-- EXERCISE --
All of the listing should be output exactly, apart from the pictures.

-- EXTRACTED ENTRIES --
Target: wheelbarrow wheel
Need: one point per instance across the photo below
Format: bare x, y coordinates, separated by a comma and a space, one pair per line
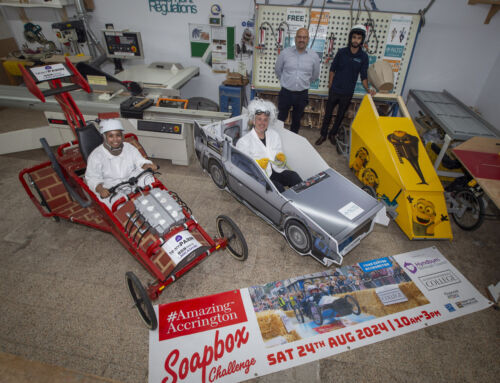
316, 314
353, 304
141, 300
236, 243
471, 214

-- ANSWER SPACE --
Target: wheelbarrow wheel
Need: one point per instance across the photo below
Format: bare x, y coordinates, separated by a comma and a space, one pair per line
316, 314
353, 304
141, 300
236, 243
471, 214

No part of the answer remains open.